== THE RECORDS
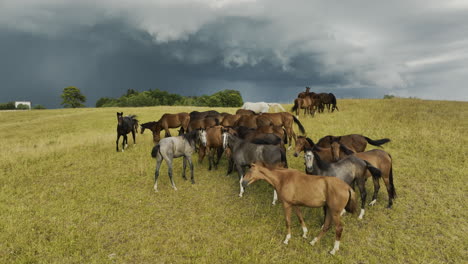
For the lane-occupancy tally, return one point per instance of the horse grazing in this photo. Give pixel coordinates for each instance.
(355, 142)
(165, 122)
(379, 159)
(244, 153)
(125, 125)
(258, 107)
(350, 169)
(212, 141)
(298, 189)
(174, 147)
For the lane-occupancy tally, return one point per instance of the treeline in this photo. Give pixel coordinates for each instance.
(225, 98)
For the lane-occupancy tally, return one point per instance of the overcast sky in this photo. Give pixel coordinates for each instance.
(268, 50)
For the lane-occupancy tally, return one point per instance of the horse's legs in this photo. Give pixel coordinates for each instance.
(338, 230)
(156, 173)
(169, 171)
(301, 220)
(184, 167)
(325, 227)
(117, 142)
(287, 214)
(189, 159)
(376, 191)
(362, 189)
(240, 172)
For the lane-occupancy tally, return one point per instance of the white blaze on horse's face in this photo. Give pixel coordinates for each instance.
(202, 134)
(225, 137)
(309, 159)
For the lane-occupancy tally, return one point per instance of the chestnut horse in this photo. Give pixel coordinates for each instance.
(299, 189)
(165, 122)
(379, 159)
(355, 142)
====
-- WHAT YOU WILL DO --
Each line from the one containing "of the chestnut" to the final line of the entries above must be returned exactly, and no other line may appear.

-- FINISHED EXERCISE --
For the lane-occupancy tally, return one point per instance of the chestnut horse in this photo. Give pixel coordinates for each instance.
(299, 189)
(165, 122)
(379, 159)
(355, 142)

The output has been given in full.